(Data records)
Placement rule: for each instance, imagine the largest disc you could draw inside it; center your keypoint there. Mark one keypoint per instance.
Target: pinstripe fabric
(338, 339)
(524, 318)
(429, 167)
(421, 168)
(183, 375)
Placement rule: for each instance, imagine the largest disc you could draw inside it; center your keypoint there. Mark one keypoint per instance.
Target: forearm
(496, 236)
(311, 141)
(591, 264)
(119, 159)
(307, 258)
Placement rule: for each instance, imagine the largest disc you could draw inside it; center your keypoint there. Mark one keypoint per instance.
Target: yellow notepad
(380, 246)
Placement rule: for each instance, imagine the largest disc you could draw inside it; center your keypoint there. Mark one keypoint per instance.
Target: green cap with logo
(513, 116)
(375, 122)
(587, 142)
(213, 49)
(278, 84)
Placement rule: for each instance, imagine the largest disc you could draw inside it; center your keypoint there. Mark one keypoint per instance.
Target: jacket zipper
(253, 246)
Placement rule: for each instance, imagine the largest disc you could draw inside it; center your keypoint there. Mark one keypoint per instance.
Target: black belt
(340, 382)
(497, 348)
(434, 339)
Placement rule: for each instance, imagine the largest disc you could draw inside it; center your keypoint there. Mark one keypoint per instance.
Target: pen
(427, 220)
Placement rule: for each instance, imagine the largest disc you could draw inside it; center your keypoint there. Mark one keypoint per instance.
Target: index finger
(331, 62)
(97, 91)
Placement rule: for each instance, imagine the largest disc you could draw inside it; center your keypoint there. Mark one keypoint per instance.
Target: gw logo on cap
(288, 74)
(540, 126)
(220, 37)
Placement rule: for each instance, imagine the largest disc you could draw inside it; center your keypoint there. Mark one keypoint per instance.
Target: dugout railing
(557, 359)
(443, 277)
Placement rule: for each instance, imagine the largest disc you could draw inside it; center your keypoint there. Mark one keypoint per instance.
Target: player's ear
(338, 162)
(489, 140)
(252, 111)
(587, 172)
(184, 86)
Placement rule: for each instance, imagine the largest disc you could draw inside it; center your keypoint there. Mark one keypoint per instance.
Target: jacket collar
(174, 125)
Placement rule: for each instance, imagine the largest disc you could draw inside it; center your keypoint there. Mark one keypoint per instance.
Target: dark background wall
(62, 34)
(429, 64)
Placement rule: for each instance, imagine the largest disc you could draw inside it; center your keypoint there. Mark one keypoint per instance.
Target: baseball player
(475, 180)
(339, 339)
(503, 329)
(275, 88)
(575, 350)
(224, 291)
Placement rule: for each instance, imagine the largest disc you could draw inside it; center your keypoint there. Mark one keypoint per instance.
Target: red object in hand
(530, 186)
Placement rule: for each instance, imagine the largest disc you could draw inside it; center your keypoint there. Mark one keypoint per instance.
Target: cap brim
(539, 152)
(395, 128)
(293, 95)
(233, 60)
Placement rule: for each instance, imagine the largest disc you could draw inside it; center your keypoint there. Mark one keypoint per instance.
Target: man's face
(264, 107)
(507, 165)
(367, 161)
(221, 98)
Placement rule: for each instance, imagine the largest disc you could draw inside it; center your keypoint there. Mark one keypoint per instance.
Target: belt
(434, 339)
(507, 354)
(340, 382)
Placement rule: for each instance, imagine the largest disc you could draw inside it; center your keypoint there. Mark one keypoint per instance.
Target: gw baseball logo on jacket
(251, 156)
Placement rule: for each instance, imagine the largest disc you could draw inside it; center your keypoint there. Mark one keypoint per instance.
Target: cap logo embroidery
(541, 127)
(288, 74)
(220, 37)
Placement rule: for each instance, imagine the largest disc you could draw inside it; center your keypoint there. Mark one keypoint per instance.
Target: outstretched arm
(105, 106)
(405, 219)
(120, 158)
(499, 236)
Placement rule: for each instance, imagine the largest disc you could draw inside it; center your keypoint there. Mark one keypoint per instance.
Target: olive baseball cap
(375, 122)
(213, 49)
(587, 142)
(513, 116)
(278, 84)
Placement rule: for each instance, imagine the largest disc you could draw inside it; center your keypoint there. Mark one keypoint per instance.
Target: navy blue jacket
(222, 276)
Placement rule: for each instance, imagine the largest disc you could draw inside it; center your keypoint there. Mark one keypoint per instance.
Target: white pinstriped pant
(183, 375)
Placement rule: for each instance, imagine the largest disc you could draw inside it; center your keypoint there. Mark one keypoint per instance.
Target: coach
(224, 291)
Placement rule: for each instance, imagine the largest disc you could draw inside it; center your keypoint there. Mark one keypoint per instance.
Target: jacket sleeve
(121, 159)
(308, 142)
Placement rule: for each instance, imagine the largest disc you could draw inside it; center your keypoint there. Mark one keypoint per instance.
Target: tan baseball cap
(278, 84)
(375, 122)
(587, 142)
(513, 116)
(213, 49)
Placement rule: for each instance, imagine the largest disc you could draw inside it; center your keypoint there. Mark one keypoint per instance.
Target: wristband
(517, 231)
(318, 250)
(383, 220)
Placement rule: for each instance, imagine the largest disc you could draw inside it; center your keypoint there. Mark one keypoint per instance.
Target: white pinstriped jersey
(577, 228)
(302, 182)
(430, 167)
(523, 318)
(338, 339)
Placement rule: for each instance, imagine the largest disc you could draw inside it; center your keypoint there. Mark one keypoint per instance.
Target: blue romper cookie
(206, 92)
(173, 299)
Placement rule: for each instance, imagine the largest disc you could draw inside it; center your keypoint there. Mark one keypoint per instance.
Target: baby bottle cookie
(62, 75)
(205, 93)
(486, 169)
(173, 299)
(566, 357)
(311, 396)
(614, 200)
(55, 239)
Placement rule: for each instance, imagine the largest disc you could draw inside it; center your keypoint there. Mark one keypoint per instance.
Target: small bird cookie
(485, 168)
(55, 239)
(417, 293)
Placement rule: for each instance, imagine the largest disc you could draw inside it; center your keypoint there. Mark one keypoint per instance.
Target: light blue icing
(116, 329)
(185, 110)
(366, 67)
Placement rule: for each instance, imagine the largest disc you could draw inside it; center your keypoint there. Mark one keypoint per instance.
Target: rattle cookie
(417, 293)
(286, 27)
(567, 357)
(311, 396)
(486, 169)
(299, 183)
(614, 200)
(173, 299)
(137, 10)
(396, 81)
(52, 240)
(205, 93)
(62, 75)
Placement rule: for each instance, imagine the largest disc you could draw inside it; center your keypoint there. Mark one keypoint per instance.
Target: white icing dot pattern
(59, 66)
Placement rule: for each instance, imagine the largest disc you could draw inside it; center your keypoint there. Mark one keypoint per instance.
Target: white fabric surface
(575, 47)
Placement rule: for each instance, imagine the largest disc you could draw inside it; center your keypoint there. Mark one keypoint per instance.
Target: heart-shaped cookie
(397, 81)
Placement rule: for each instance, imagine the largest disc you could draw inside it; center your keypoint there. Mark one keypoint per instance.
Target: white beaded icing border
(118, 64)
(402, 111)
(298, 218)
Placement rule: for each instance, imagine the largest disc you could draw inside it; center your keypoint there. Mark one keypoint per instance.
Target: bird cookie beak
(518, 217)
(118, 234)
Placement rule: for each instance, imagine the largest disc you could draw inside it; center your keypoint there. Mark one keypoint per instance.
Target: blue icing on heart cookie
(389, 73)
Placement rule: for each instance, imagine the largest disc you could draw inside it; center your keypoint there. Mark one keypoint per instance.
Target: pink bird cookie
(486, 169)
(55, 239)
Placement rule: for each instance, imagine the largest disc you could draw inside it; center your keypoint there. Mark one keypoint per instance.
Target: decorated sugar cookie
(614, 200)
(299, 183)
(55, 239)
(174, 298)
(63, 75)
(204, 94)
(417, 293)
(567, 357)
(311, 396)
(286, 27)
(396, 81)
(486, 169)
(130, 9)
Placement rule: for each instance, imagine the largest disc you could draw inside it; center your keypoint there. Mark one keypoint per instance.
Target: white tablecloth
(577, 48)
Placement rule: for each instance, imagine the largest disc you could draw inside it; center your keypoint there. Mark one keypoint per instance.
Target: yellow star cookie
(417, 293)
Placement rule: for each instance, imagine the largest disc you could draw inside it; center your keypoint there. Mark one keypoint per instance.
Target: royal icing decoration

§ **About this task**
Extract exactly the lines between the line containing "Target: blue icing on heart cookie" and the end of the data, including both.

§ **The completed task**
Target: blue icing on heart cookie
(389, 73)
Placement rule: for each instance, imagine the largest disc you could draw inside it; center your keypoint there. Mark one keypoint per instance.
Target: pink bird cookie
(486, 169)
(55, 239)
Placement rule: for each instance, imagine the largest disc you could draw inside it; center your keypoint there. Mark one keypoint per instance.
Target: decorated sugar cookie
(614, 200)
(299, 183)
(55, 239)
(174, 298)
(63, 75)
(204, 94)
(417, 293)
(567, 357)
(311, 396)
(286, 27)
(396, 81)
(486, 169)
(130, 9)
Placement rule: for each instance, imagine the largest disc you could draw inside it; center your keypoint there. Mark one keypoint per instance.
Target: white tablecloth
(577, 48)
Placement rule: for each instance, imagine the largest disc you could draw inside it; center your keypoint there. Mark one keypoint per instance.
Target: yellow star cookie
(417, 293)
Placement rule: for each instance, imagine the largest disc you could draw inside it; center your keypoint there. Mark one keypoint per instance.
Target: royal icing decoration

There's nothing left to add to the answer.